(Point annotations for photos)
--------------------
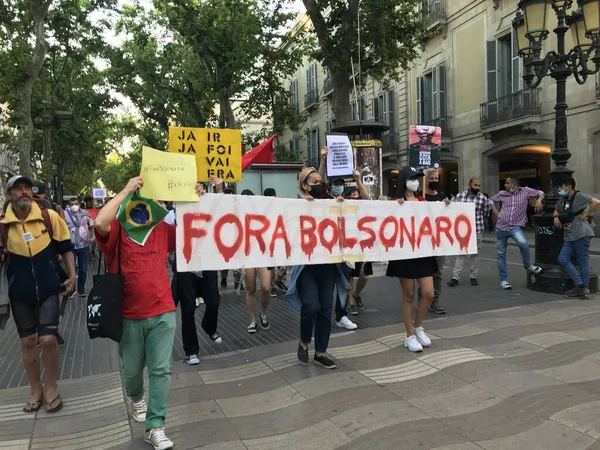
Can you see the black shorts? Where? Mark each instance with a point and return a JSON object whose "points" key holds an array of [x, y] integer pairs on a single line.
{"points": [[358, 267], [39, 318]]}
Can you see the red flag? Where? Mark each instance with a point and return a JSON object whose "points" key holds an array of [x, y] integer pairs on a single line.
{"points": [[261, 154]]}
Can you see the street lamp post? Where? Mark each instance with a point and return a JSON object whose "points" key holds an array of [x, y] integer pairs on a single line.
{"points": [[531, 30]]}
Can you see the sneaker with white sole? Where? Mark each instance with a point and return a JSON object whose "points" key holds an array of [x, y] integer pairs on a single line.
{"points": [[138, 410], [216, 338], [192, 360], [346, 323], [158, 439], [536, 270], [422, 337], [413, 344]]}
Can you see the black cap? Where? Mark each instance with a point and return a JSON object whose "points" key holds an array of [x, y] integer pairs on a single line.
{"points": [[11, 182], [38, 188], [410, 172]]}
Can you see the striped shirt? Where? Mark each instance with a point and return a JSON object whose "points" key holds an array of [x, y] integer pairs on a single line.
{"points": [[514, 207], [482, 207]]}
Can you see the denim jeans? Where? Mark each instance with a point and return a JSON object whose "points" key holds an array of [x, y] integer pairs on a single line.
{"points": [[148, 342], [519, 237], [82, 256], [581, 248], [315, 287], [188, 287]]}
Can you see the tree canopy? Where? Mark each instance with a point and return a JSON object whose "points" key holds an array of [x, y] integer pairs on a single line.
{"points": [[391, 36]]}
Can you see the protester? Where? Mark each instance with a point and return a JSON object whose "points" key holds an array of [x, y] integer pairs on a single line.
{"points": [[511, 220], [482, 212], [264, 274], [277, 273], [311, 287], [32, 246], [81, 236], [40, 194], [148, 311], [432, 195], [224, 273], [187, 288], [408, 270], [336, 191], [571, 214]]}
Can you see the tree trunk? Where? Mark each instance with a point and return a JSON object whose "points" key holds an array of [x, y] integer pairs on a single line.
{"points": [[39, 9], [226, 117], [341, 99]]}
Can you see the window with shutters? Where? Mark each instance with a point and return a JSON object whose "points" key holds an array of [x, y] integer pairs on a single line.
{"points": [[294, 94], [383, 109], [313, 139], [504, 67], [431, 97], [358, 110], [294, 145]]}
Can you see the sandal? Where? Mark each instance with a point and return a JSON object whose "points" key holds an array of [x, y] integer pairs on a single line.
{"points": [[57, 407], [31, 407]]}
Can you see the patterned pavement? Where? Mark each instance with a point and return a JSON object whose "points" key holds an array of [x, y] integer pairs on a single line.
{"points": [[525, 377]]}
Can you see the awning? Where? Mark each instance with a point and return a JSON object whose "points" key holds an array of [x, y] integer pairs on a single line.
{"points": [[262, 153]]}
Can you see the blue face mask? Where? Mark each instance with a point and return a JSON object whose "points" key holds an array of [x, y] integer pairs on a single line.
{"points": [[337, 191]]}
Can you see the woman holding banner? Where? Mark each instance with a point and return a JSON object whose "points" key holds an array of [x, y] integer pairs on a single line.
{"points": [[311, 287], [409, 270], [264, 275]]}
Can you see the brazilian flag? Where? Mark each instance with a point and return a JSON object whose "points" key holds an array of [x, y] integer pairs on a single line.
{"points": [[139, 216]]}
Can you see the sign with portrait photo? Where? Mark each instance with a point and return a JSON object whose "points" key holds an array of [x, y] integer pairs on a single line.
{"points": [[424, 149]]}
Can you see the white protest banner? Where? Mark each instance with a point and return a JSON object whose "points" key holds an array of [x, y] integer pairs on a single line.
{"points": [[232, 231], [340, 156], [99, 193]]}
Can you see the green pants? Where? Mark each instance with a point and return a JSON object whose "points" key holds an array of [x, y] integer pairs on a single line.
{"points": [[148, 342]]}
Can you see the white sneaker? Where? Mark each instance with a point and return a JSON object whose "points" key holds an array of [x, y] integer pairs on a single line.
{"points": [[192, 360], [138, 410], [413, 344], [422, 337], [158, 439], [346, 323]]}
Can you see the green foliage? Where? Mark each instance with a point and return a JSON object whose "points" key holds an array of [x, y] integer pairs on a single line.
{"points": [[391, 38]]}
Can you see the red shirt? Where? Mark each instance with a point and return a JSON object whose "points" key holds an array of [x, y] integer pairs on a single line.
--------------------
» Exercise brief: Your copy should hold every record word for word and none of the pictures.

» Task result:
Can you see the black shorts? Where? Mark each instance with a point and return a JSON object whose "points" key holds an array of [x, y] integer pairs on a single line.
{"points": [[358, 267], [39, 318]]}
Can you see the red flag? Where? Mark each instance with a point and return a JSON object whose "points" key holds an array of [x, y] integer pairs on a single line.
{"points": [[261, 154]]}
Can you see the street lamp post? Where? Mark each instance with a point and return a JSON object whose "points" key holds an array of [x, y] integer pairs on a single line.
{"points": [[531, 30]]}
Can you see the sneaker with white sole? Where? Mark each instance with a point and return a JSON object whose "points" key holds an array of [x, y] integer pairs on a single line.
{"points": [[138, 410], [216, 338], [192, 360], [346, 323], [158, 439], [536, 270], [422, 337], [413, 344]]}
Can you see the black cap? Where? Mark each instance with a point and return a JSON object whose "points" key holds an array of [x, y] integer pairs on a single line.
{"points": [[11, 182], [38, 188], [410, 172]]}
Can you see the striped shirt? Where? Mark each instance with a point and return a JSON object whose "points" key holds an array of [x, y] integer pairs on a single line.
{"points": [[514, 207], [482, 207]]}
Can you see the denim jeans? Where? Mark each instance with a point and return a JSON object whose "points" key holds an array of [x, y] integer pairs on a single line.
{"points": [[148, 342], [519, 237], [82, 256], [581, 248], [315, 287], [188, 287]]}
Can you see the tree canopy? Where? Mark each instance with a point and return a JSON object whose "points" key holds an array of [x, y] integer pairs on a single line.
{"points": [[391, 36]]}
Can you see the protester? Where? Mark each instance with a point and return a JSON object whose "points" key holds an array of [x, y] integer pairs on a single line.
{"points": [[511, 220], [482, 212], [264, 274], [277, 273], [311, 287], [32, 246], [81, 236], [40, 194], [148, 311], [432, 195], [224, 273], [187, 288], [408, 270], [336, 191], [571, 214]]}
Can you see the tree trunk? Where? Mark each instance with a point and return a JSON object whose "points" key holds an array of [x, y] integer pairs on a single line.
{"points": [[39, 9], [226, 117], [341, 99]]}
Can you see the window with shutters? Where? Mark each instance with a point and return a JSON object whose "points" key holds an array of [x, y] integer pairs on a single line.
{"points": [[294, 94], [383, 109], [313, 139], [504, 67], [431, 97], [358, 110], [294, 145]]}
Can you see the sandal? Where? Mark each instance with a point and return a JSON object whose "points" key holds an array of [x, y] integer pairs on a single line.
{"points": [[57, 407], [31, 407]]}
Can you see the patterned pavement? Where? Mark each instance with a point and return a JSON object whose "points" key holds an array of [x, y] integer pairs on a single line.
{"points": [[525, 377]]}
Can you see the awning? Where? Mark each instance with a point and return a JSON object whose "points" key holds an array of [x, y] integer pairs on a single line.
{"points": [[262, 153]]}
Can you see the blue face mask? Where? Mark each instance with a point and return a JSON object whose "points" key holds an array of [x, y] integer pairs on a single line.
{"points": [[337, 191]]}
Can you see the woman holding banner? Where? Mark each instance with a point and return a JSON object whose "points" key holds an array of [x, y] integer pairs on a single line.
{"points": [[311, 287], [409, 270], [264, 275]]}
Can you see the brazilian flag? Where? Mark each instance with a point and return a JSON object whose "points" key holds an array of [x, y] integer pairs on a single line.
{"points": [[139, 216]]}
Can you see the sign with portrait photo? Where? Mark each instance with a point and return a JSON object whose "points" key holds an array of [x, y] integer pairs on a single line.
{"points": [[424, 149]]}
Can you see the white protest banner? Where? Mark each instance with a point and return a JSON object whose "points" key holds an array of [x, y] integer pairs on a single line.
{"points": [[232, 231], [340, 156], [99, 193]]}
Can you see the green pants? Where? Mark each instance with a point and return a JSON object whose "points" key holds an array of [x, y] integer pairs on a single line.
{"points": [[148, 342]]}
Can you see the white sneaker? Where? Mark each instance with a point and return a JSON object whose "points" key holds an array of [x, y] integer pairs on a single line.
{"points": [[192, 360], [138, 410], [413, 344], [422, 337], [158, 439], [346, 323]]}
Can you see the green foliage? Where? Mark each instance with a point and return a JSON object whose "points" key holds an array of [x, y] integer pairs on a single line.
{"points": [[391, 38]]}
Can you see the red shirt? Where? Mark each instance with a point and return a JSON object whose "points" key holds an array of [x, y] integer pairs on a single line.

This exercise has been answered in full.